The full listing, excluding its pictures, should be printed exactly as it stands.

= Beginning of Section =

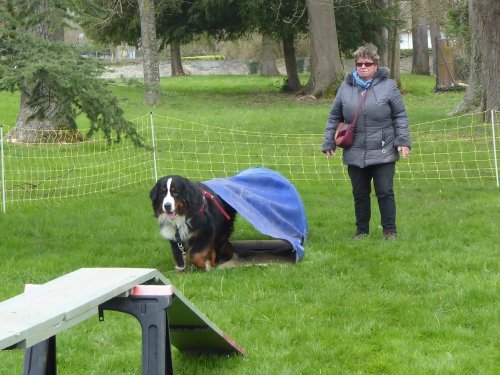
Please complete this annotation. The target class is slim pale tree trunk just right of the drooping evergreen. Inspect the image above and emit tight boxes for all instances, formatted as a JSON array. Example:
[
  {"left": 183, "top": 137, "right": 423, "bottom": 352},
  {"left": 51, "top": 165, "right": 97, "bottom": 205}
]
[{"left": 138, "top": 0, "right": 161, "bottom": 105}]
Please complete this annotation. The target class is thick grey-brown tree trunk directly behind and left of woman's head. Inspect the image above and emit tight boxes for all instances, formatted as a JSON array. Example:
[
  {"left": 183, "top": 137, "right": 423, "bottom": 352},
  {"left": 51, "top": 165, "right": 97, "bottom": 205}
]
[{"left": 305, "top": 0, "right": 344, "bottom": 97}]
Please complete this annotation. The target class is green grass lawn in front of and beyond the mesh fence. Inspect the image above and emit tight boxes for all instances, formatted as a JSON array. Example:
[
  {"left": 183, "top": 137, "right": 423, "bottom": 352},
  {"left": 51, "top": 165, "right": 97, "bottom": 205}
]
[{"left": 0, "top": 75, "right": 500, "bottom": 375}]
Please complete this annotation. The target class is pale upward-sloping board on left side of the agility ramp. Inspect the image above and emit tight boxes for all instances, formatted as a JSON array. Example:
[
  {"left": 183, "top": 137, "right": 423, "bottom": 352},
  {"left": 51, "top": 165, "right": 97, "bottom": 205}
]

= End of Section =

Response box —
Please complete this annotation. The target class is slim pale tree trunk just right of the drooping evergreen. Inspect the image above and emit tight boxes for all instances, formatted as a JSON array. Example:
[
  {"left": 183, "top": 137, "right": 423, "bottom": 352},
  {"left": 51, "top": 165, "right": 97, "bottom": 205}
]
[{"left": 138, "top": 0, "right": 161, "bottom": 105}]
Please complete this annotation. The target class is thick grey-brown tree trunk directly behind and left of woman's head. Inspect the image above and emit tight boxes for all instances, formatted as a JSON array. Example:
[
  {"left": 183, "top": 137, "right": 423, "bottom": 352},
  {"left": 51, "top": 165, "right": 97, "bottom": 205}
]
[{"left": 305, "top": 0, "right": 344, "bottom": 97}]
Please complete this annotation. The target class is green grass lawn in front of and beyond the mesh fence. Inspect the image above and emit tight boxes for all instances, formatted as a JSON array. Example:
[
  {"left": 183, "top": 137, "right": 423, "bottom": 352},
  {"left": 51, "top": 165, "right": 97, "bottom": 205}
]
[{"left": 0, "top": 75, "right": 500, "bottom": 375}]
Please complete this annotation. The target class is pale upward-sloping board on left side of the agility ramp. Inspect the image above and emit tight boxes for all instances, formatted as a JSON array. Example:
[
  {"left": 183, "top": 137, "right": 423, "bottom": 352},
  {"left": 51, "top": 165, "right": 97, "bottom": 205}
]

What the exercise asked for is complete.